* [Task goal] Return the listing below exactly, with the pictures dropped.

Object position labeling entries
((
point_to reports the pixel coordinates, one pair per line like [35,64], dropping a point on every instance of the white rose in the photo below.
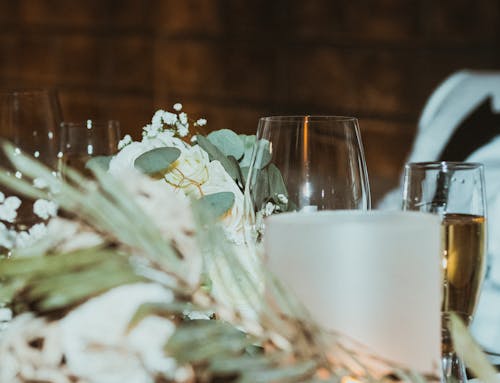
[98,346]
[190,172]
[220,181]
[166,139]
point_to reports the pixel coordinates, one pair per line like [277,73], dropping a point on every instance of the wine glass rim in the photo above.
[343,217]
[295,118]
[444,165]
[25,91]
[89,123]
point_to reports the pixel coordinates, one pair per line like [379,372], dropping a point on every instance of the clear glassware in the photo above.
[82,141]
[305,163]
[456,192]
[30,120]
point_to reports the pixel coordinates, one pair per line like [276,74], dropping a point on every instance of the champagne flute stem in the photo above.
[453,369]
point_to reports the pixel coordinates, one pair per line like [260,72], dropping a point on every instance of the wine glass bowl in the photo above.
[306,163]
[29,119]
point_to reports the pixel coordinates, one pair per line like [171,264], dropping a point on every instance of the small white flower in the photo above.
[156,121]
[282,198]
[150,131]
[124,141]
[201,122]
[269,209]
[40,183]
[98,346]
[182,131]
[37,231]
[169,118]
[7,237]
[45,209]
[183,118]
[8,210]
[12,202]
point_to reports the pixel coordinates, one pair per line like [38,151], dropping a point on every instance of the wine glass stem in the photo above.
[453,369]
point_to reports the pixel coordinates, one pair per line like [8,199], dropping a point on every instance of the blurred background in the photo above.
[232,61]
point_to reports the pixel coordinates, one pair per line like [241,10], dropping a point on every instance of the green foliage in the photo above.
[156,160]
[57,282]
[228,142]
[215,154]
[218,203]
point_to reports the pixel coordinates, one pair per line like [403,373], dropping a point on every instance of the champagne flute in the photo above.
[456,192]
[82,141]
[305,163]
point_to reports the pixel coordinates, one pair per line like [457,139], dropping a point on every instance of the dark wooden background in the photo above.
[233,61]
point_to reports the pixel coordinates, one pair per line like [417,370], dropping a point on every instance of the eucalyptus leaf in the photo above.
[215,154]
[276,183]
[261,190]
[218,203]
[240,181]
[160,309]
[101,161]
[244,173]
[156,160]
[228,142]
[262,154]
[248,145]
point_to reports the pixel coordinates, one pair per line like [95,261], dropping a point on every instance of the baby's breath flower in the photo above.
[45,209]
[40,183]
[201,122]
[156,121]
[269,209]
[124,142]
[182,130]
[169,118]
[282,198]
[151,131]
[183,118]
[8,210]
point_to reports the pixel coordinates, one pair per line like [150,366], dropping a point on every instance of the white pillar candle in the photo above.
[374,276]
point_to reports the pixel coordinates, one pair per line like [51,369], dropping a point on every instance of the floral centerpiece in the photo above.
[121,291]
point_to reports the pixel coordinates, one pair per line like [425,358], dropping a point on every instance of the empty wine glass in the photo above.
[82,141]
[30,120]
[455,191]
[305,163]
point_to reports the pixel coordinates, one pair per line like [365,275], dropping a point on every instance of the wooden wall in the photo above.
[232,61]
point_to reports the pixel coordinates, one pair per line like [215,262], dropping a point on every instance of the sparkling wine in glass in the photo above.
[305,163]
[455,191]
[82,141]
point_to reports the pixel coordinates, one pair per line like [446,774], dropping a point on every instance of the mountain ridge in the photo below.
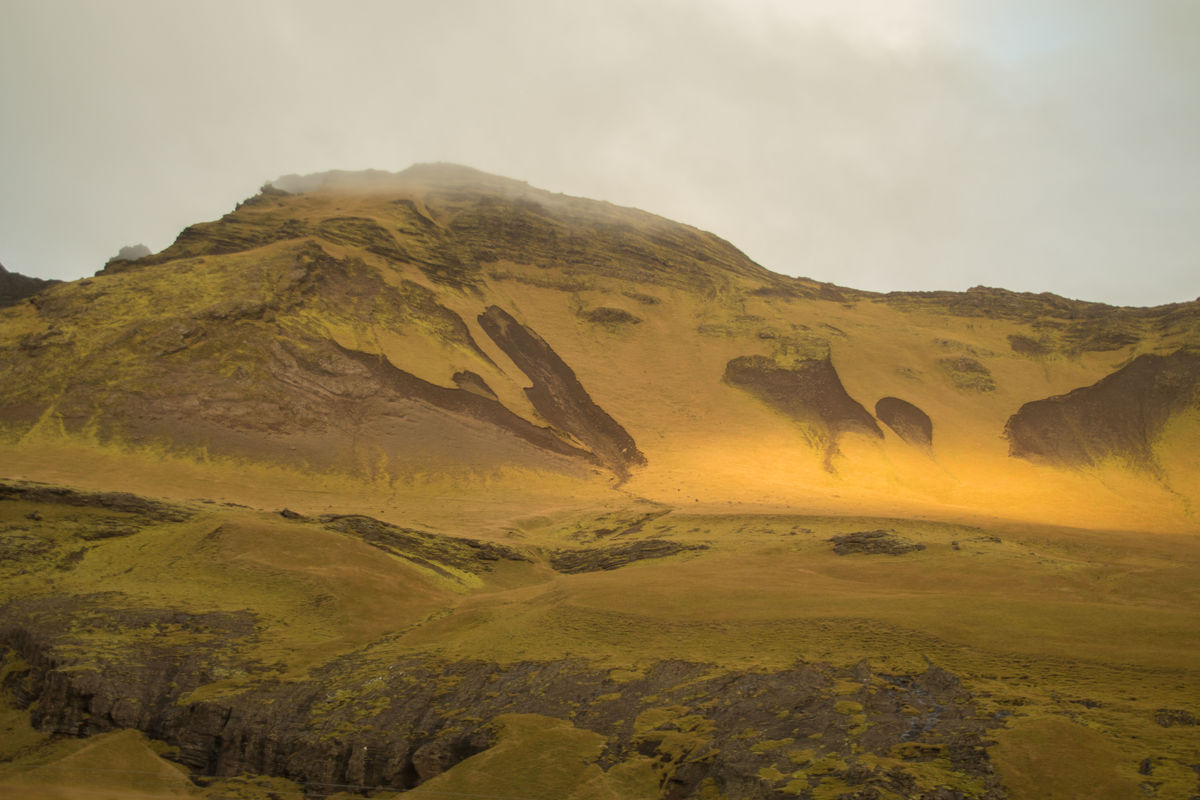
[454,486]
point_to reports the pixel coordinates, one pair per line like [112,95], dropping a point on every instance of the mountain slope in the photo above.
))
* [Reply to the task]
point_to reports the pixel coordinates, one pair per line like [35,64], dropping a point on every instance of the white rose in the photo below.
[98,346]
[190,172]
[220,181]
[166,139]
point_to reports the pixel coordinates, one pair per line like [277,73], dropping a point on every instance of the wine glass rim in the photo above.
[343,217]
[295,118]
[444,165]
[25,91]
[89,123]
point_to reports the pixel coordinates, one pair per line like [379,372], dropping a point on every instance of the clear glassware in the photo above.
[82,141]
[305,163]
[456,192]
[30,120]
point_to reports the pixel coordinates, one pair per line like [276,74], dropping a point on every instance of the champagne flute stem in the photo above.
[453,369]
point_to reports the pixel coordinates, one pair per line like [260,72], dropping a point on every instance of the wine glass bowl in the photo above.
[306,163]
[29,119]
point_to reports the pixel coordinates, one pair per line like [171,264], dropping a point on every instance of the small white flower in the photo above.
[156,121]
[282,198]
[150,131]
[124,141]
[201,122]
[269,209]
[40,183]
[98,346]
[182,131]
[37,231]
[169,118]
[7,237]
[45,209]
[183,118]
[8,210]
[12,202]
point_to reports the pixel coordinates, one pair per line like [38,151], dropping a point on every instance of the wine glass stem in the photo above.
[453,369]
point_to reports the pixel coordinates, one pair per line like [8,199], dropping a point on every instance of the blurred background in the photo above.
[232,61]
point_to reports the pixel coordinates, one pair per line like [241,10], dropping a point on every instance of the green foliage in the photo above.
[156,160]
[57,282]
[228,142]
[215,154]
[218,203]
point_to reports the pixel coordinates, one pair per line like [403,373], dropping a point on every instance of the champagne flute in the photo above.
[456,192]
[82,141]
[305,163]
point_to reports the pixel coordinates, one pair per line like [457,139], dropping a point on every instance of the dark wooden background in the photo above.
[233,61]
point_to reports the pixel coordinates, one pair per line like [417,370], dropping a point on every instance of the eucalyptus leaf in the photo above.
[215,154]
[276,183]
[261,190]
[218,203]
[240,181]
[160,309]
[101,161]
[244,173]
[156,160]
[228,142]
[262,154]
[248,145]
point_to reports the pixel coordinates, one pair per line like [95,261], dropping a point on every instance of the baby's breath flower in the photo above.
[45,209]
[40,183]
[201,122]
[156,121]
[269,209]
[124,142]
[182,130]
[169,118]
[282,198]
[151,131]
[183,118]
[8,210]
point_to reports the pixel coordinates, one pair per line like [150,366], dropping a point on every instance of the white pillar candle in the photo above.
[374,276]
point_to reports the pixel coordinates, one pair per line like [51,369], dropping a point on every instance of the floral centerpiece in the photo above.
[121,291]
point_to reports the pixel coordinates, one pair per line like [425,358], dropping a point on every instance of the empty wine glass in the photo above.
[82,141]
[30,120]
[455,191]
[305,163]
point_to reports the pixel coordinates, one pair per line like [365,275], dropping a point on every instance of the wooden wall in the photo above.
[232,61]
point_to reports the pixel coordinates, one pair per line like [215,262], dropping a point on every instance of the sparkling wine in glass in the photo above.
[305,163]
[455,191]
[82,141]
point_to reports the pixel coordinates, one pair per line like [446,774], dropping a point on every instance of the mountain ridge in the photo below.
[454,486]
point_to reports the pixel coordinates, one pair per line like [112,95], dropping a point on every instance of the mountain slope in the photo above.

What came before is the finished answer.